▶ _Text segment_:
In search of dispersed memories: Generative diffusion models are associative memory networks

TL;DR

This paper demonstrates that generative diffusion models can function as associative memory networks, with energy-based interpretations linking them to Hopfield networks, offering a unified view of memory formation and recall.

Contribution

It reveals that diffusion models can be viewed as energy-based associative memory networks, bridging generative modeling and neural memory mechanisms.

Findings

Diffusion models' energy functions are equivalent to Hopfield networks.

Supervised training encodes associative memory dynamics.

Unified framework for memory formation and recall.

▶ _Activity list_:
A – According to the paper summary, what are the energy functions of diffusion models equivalent to?
B – Decide whether each statement agrees with the paper summary, answering yes or no and quoting the words that settle it: (i) Diffusion models can be viewed as energy-based associative memory networks. (ii) Unsupervised training encodes associative memory dynamics. (iii) The framework covers memory formation but not recall.
C – Continue the paper summary on diffusion models as associative memory networks from the point where it stops.

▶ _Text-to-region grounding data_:
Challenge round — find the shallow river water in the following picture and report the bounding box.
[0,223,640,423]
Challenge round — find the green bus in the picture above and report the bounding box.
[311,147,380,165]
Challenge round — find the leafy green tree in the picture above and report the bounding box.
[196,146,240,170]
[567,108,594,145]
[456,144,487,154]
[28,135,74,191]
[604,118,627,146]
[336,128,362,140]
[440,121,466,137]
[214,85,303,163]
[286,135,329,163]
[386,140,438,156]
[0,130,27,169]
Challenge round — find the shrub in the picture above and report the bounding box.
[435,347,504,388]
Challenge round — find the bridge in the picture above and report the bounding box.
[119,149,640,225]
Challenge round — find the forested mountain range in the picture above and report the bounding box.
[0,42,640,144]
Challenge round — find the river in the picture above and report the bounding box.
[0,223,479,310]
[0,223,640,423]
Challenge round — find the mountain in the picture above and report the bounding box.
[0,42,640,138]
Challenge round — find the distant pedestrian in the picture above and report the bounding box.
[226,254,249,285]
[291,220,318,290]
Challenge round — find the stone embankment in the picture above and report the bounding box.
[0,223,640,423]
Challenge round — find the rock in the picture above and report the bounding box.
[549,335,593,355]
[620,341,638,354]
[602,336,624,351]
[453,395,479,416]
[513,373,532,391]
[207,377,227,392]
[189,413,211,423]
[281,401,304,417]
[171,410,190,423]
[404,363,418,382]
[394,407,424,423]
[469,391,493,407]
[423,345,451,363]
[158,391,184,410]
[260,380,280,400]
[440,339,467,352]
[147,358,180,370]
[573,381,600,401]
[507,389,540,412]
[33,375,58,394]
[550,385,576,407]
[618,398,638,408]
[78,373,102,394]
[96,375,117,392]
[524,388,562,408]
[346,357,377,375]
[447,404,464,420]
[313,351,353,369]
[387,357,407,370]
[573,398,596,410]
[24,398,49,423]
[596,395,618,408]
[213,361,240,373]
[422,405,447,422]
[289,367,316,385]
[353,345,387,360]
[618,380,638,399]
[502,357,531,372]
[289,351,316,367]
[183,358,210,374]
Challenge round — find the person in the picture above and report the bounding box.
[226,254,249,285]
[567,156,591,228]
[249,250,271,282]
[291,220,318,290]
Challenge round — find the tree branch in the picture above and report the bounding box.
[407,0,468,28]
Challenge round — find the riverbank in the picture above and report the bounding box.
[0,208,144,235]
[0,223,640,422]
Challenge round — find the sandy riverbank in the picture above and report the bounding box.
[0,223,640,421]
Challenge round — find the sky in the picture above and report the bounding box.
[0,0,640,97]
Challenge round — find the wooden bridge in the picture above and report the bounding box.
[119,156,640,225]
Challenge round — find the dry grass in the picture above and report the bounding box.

==

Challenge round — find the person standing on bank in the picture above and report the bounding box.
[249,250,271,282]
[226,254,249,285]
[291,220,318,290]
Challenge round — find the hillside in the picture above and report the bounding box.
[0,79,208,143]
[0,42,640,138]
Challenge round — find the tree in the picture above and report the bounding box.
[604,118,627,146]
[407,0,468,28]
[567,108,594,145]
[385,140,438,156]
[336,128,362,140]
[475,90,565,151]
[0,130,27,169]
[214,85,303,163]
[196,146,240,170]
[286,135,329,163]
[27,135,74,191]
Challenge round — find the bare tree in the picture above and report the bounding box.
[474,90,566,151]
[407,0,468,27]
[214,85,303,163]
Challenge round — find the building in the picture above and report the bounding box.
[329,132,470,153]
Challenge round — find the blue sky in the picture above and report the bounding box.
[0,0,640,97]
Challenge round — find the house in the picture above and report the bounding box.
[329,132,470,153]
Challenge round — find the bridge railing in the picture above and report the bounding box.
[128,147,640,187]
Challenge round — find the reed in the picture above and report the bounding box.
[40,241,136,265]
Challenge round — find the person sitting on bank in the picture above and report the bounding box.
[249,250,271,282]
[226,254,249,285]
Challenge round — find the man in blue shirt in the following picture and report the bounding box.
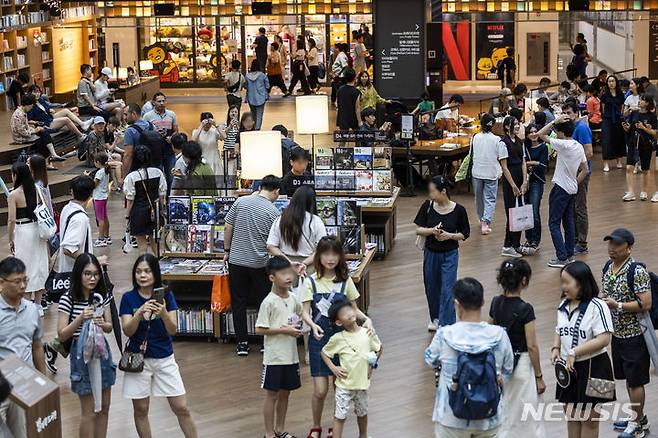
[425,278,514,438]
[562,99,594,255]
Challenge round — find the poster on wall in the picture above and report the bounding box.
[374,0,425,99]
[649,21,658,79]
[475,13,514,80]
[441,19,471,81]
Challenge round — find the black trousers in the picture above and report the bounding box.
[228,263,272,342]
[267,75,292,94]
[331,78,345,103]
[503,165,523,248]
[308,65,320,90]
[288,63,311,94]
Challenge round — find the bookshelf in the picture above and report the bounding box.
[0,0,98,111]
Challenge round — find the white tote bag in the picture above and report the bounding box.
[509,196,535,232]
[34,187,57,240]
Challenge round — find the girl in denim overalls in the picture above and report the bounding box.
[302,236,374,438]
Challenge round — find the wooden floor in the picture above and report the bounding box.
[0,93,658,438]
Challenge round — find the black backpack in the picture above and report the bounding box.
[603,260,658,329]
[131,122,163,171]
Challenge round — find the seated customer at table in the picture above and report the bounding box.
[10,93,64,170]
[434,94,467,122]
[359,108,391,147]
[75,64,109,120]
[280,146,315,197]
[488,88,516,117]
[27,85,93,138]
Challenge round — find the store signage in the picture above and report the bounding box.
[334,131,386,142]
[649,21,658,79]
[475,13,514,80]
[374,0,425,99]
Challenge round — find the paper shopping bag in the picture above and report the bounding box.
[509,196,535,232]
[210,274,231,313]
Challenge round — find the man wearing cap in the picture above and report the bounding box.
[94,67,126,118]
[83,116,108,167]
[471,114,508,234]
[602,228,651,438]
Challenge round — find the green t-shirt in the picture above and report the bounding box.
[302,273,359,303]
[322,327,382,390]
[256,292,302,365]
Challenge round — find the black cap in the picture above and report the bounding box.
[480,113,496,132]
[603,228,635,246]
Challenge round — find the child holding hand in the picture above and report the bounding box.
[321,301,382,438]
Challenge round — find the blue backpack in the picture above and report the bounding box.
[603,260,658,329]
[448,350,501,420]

==

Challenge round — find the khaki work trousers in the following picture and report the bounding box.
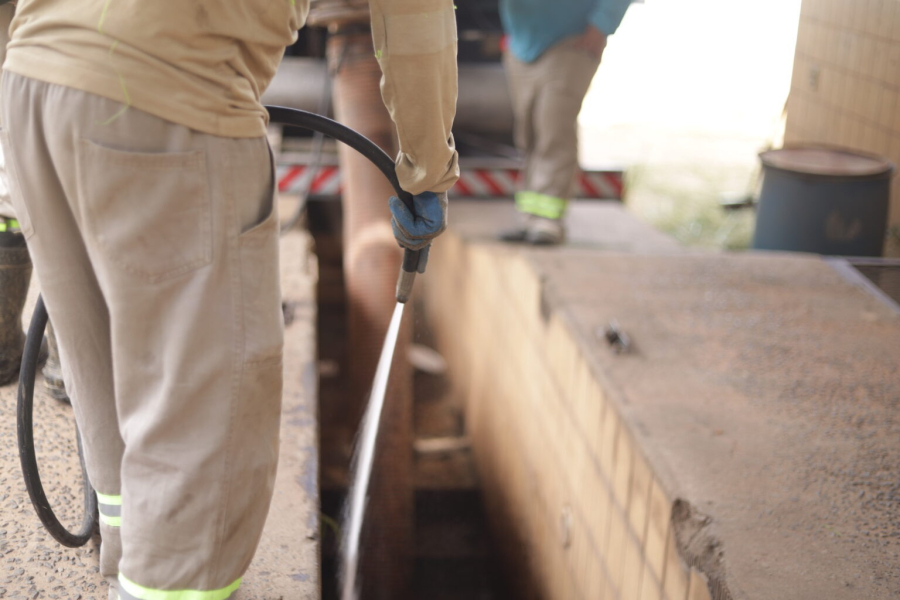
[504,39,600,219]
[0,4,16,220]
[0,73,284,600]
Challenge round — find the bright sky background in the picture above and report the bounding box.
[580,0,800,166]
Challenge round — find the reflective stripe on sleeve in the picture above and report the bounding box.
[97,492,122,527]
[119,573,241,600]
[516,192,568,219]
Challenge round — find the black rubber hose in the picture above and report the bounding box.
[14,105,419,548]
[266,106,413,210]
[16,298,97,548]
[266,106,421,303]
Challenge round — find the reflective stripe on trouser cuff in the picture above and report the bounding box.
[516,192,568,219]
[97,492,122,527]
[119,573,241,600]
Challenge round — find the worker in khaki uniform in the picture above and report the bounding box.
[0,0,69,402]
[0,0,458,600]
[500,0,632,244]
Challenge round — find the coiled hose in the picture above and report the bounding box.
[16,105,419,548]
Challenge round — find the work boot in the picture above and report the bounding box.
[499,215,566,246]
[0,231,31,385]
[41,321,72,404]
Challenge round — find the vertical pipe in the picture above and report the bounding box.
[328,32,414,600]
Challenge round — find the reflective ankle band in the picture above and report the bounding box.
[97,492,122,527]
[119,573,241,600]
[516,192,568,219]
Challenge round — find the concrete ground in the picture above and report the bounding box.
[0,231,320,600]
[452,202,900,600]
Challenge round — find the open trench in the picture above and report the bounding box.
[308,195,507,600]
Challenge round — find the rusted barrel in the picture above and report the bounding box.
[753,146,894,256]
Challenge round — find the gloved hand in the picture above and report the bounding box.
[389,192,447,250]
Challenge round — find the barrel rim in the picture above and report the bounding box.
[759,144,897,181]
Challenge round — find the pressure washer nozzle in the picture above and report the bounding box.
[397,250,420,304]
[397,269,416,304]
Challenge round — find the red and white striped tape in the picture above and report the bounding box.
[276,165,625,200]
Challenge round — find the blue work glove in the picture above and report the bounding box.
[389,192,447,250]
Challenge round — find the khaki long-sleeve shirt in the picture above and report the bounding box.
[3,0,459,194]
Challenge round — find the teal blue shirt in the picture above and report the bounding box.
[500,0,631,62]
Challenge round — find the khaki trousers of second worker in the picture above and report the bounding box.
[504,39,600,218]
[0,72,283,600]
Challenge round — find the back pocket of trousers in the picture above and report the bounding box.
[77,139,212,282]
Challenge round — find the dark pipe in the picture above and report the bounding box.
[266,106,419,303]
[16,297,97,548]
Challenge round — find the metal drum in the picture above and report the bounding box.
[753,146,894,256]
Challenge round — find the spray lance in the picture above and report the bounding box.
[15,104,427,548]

▶ _Answers to the problems_:
A – Hopfield networks.

B –
(i) Yes: "diffusion models can be viewed as energy-based associative memory networks"
(ii) No: "Supervised training encodes associative memory dynamics."
(iii) No: "Unified framework for memory formation and recall."

C –
Abstract

Uncovering the mechanisms behind long-term memory is one of the most fascinating open problems in neuroscience and artificial intelligence. Artificial associative memory networks have been used to formalize important aspects of biological memory. Generative diffusion models are a type of generative machine learning techniques that have shown great performance in many tasks. Like associative memory systems, these networks define a dynamical system that converges to a set of target states. In this work we show that generative diffusion models can be interpreted as energy-based models and that, when trained on discrete patterns, their energy function is (asymptotically) identical to that of modern Hopfield networks. This equivalence allows us to interpret the supervised training of diffusion models as a synaptic learning process that encodes the associative dynamics of a modern Hopfield network in the weight structure of a deep neural network. Leveraging this connection, we formulate a generalized framework for understanding the formation of long-term memory, where creative generation and memory recall can be seen as parts of a unified continuum.